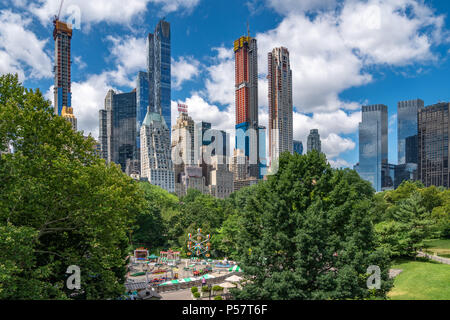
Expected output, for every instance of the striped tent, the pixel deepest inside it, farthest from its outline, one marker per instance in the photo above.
(188, 280)
(170, 282)
(235, 269)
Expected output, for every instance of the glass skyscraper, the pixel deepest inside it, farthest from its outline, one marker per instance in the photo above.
(314, 142)
(298, 147)
(407, 130)
(433, 145)
(118, 128)
(159, 68)
(373, 145)
(142, 94)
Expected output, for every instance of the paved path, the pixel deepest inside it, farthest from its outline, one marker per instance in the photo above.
(435, 258)
(177, 295)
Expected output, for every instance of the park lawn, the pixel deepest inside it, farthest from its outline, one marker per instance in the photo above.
(439, 247)
(421, 280)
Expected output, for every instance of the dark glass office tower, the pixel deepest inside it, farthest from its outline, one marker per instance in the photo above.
(158, 64)
(407, 130)
(103, 134)
(298, 147)
(373, 145)
(434, 127)
(124, 127)
(314, 142)
(142, 95)
(118, 136)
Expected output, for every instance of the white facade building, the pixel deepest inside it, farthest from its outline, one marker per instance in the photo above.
(156, 160)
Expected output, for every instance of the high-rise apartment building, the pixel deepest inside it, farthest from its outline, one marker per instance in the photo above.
(246, 86)
(156, 159)
(183, 151)
(407, 129)
(120, 114)
(62, 34)
(407, 140)
(103, 133)
(298, 147)
(159, 71)
(183, 140)
(142, 96)
(67, 113)
(222, 184)
(280, 103)
(314, 142)
(373, 145)
(433, 145)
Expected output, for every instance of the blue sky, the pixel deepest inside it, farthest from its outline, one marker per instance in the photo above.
(344, 54)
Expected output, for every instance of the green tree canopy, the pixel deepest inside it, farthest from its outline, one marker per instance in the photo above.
(60, 202)
(306, 234)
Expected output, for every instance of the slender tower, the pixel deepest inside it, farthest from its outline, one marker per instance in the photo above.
(246, 72)
(280, 103)
(62, 34)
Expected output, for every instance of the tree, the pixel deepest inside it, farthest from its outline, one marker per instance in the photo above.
(60, 202)
(403, 235)
(305, 234)
(149, 228)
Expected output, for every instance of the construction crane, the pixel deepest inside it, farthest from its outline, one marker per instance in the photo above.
(56, 18)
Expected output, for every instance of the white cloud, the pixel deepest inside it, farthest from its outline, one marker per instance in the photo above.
(220, 83)
(111, 11)
(20, 50)
(340, 163)
(184, 69)
(384, 33)
(334, 145)
(299, 6)
(129, 52)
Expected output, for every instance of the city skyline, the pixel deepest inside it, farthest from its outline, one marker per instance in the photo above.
(106, 64)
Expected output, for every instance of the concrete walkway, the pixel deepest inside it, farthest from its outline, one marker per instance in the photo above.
(434, 258)
(177, 295)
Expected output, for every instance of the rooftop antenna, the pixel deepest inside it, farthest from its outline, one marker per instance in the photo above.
(56, 18)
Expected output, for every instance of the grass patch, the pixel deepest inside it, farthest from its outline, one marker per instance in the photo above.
(440, 247)
(421, 280)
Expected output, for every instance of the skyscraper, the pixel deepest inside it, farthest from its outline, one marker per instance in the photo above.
(156, 160)
(298, 147)
(433, 140)
(62, 34)
(200, 140)
(159, 71)
(280, 103)
(183, 151)
(246, 81)
(120, 113)
(67, 113)
(373, 145)
(407, 130)
(314, 142)
(103, 133)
┄┄┄┄┄┄┄┄┄┄
WHAT YOU WILL DO -
Everything before the line containing "Expected output, for every instance of the skyscraper, the" stays out. Write out that line and the rest of the entries exactly.

WORKED SOLUTION -
Expected output, for every instance of the skyscraper, the pixel deepest inside it, farthest from its outline, one marker per instance in the photo above.
(156, 160)
(298, 147)
(433, 140)
(62, 34)
(200, 140)
(159, 71)
(280, 103)
(183, 151)
(246, 81)
(120, 113)
(67, 113)
(373, 145)
(407, 130)
(314, 142)
(103, 133)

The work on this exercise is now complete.